__DEINE AUFGABE__
Gib aus dem Text über Christentum und Abendland den Abschnitt von „Zwar barbarisierte sich“ bis „Kultur gedeihen kann.“ wortgetreu aus.

Lange vorher hatte sich im noch vorzüglich funktionierenden Römerreich das zunächst als jüdische Sekte geltende Christentum verbreitet. Anfangs politisch verfolgt, ersetzte diese alt-neue Religion seit dem 4. Jahrhundert den klassischen Götterglauben und viele Mysterienkulte. Indem es seine Lehre mit der zeitgenössischen, stark griechisch geprägten Philosophie verband, wurde es von einer Religion der Unterschichten zu einer auch der Intellektuellen. Obendrein funktionierten seine Institutionen, oft römischen Verwaltungsstrukturen nachgebildet, auch nach den germanischen Eroberungen weiter. Auf diese Weise wandelten sich die ehedem losen Vereinsstrukturen der Christenheit zu einem staatsähnlichen Gebilde. Als „Kirche“ den erst später sich neu verfestigenden politischen Strukturen stabil gegenüberstehend, prägte der so aufgekommene „Dualismus von Kirche und Staat“ jenen Teil der Welt aufs Tiefste, der zum „Abendland“ wurde. Im Ostreich, später in islamischen Reichen aufgehend, kam es nie zu einer derart „staatsunabhängigen“ Ausprägung organisierter Religion.

Zwar barbarisierte sich auch das kultivierte Christentum der Antike, als es von den Germanen übernommen wurde. Trotzdem gelangte das kulturelle Kapital der Antike vor allem über das Institutionengefüge der Kirche ins werdende Abendland. Dort trug es so reiche Zinsen, dass von Europa wenig Erwähnenswertes bliebe, dächte man sich alles weg, was dank Christentum und Kirche entstanden ist. Deshalb hat es tiefen Sinn, vom „christlichen Abendland“ zu sprechen. Es ist aber nicht so, dass Abendland und Christentum zwei Seiten der gleichen Medaille wären. Die okzidentale Ausprägung des Christentums ist nämlich nur eine einzige und gewiss vergängliche Form einer Religion, die in jeder Kultur gedeihen kann.

Im Übrigen wurde das Abendland dadurch geprägt, dass es von seinen mittelmeerischen Wurzeln jahrhundertelang infolge der arabisch-islamischen Expansion des 7. und 8. Jahrhunderts abgeschnitten war. Damals wurde, binnen weniger Jahrzehnte, das gesamte oströmische Reich mit Ausnahme Kleinasiens und Griechenlands erobert. Sogar in den lateinischen Westen rückten arabisch-islamische Heere vor, über Nordafrika und Spanien bis weit hinein ins Frankenreich. Langfristig halten ließen sich die Iberische Halbinsel und der Norden Afrikas. So konnten islamische Reiche die Seewege des westlichen Mittelmeers kontrollieren, ja die Küsten Frankreichs und Italiens bedrohen. Ansonsten lebte, nur islamisch überformt, die Mittelmeerkultur in Reichen fort, die von Spanien in den Irak, ja bis nach Indien reichten. Folge der Bewahrung und Mehrung dieser Kultur war die jahrhundertelang unverkennbare Überlegenheit der islamischen Staaten. Von ihr profitierte vielfach auch das entstehende Abendland.

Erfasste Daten

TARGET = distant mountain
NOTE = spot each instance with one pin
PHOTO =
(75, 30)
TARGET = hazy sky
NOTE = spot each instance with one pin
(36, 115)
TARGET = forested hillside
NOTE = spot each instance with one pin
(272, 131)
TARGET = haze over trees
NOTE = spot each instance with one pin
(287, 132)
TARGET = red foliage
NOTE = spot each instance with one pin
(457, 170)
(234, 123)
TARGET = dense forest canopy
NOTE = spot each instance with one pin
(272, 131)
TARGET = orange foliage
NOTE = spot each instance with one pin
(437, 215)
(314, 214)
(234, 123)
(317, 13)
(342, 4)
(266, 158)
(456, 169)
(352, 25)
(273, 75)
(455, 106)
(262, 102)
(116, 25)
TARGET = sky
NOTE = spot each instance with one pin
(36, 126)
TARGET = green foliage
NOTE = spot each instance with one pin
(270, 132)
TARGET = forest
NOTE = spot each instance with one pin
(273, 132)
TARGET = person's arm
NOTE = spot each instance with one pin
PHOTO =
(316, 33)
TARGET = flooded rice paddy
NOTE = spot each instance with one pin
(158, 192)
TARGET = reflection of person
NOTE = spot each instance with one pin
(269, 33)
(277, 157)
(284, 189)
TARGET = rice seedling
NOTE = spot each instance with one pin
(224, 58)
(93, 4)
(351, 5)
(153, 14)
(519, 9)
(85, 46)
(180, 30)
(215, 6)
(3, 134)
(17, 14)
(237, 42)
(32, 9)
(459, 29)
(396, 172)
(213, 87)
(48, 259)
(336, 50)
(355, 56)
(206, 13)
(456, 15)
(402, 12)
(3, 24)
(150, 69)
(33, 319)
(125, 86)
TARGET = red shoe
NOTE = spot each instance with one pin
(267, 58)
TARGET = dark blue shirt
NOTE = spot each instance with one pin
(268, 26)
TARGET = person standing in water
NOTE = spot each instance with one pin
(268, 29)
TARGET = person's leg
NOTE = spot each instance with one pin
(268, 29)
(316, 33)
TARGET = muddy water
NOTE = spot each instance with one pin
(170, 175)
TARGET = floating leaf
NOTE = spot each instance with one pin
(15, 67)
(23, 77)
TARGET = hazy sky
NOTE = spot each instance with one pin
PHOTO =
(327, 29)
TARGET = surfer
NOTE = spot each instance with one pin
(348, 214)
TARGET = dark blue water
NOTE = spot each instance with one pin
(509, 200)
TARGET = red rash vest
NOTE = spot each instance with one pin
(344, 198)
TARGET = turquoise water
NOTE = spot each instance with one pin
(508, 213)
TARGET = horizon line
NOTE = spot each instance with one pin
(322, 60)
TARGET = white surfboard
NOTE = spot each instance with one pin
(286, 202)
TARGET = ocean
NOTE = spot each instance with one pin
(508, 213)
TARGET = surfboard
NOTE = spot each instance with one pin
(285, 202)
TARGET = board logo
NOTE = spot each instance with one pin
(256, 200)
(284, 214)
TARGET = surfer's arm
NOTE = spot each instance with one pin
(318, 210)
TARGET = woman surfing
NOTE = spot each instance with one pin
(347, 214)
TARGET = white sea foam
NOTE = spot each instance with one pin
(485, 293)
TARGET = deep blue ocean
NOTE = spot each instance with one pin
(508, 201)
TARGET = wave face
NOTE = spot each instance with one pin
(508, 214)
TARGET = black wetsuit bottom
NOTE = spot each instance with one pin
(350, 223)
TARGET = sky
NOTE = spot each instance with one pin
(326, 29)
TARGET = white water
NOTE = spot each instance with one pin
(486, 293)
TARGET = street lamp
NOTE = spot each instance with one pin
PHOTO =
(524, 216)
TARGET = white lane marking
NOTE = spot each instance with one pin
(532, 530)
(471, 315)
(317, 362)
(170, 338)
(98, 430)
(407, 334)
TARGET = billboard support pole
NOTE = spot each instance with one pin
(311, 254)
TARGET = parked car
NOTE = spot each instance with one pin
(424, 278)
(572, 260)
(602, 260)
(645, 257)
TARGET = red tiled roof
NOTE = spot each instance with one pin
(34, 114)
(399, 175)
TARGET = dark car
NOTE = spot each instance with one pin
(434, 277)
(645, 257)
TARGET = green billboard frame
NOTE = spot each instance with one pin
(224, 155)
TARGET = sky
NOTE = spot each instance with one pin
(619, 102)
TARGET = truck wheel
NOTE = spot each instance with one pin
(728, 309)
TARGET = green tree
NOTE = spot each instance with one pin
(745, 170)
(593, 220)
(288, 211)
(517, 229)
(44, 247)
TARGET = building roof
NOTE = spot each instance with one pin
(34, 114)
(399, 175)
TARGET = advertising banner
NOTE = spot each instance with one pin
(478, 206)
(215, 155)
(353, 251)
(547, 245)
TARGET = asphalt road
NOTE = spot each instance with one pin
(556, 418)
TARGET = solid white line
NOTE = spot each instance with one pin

__ANTWORT__
Zwar barbarisierte sich auch das kultivierte Christentum der Antike, als es von den Germanen übernommen wurde. Trotzdem gelangte das kulturelle Kapital der Antike vor allem über das Institutionengefüge der Kirche ins werdende Abendland. Dort trug es so reiche Zinsen, dass von Europa wenig Erwähnenswertes bliebe, dächte man sich alles weg, was dank Christentum und Kirche entstanden ist. Deshalb hat es tiefen Sinn, vom „christlichen Abendland“ zu sprechen. Es ist aber nicht so, dass Abendland und Christentum zwei Seiten der gleichen Medaille wären. Die okzidentale Ausprägung des Christentums ist nämlich nur eine einzige und gewiss vergängliche Form einer Religion, die in jeder Kultur gedeihen kann.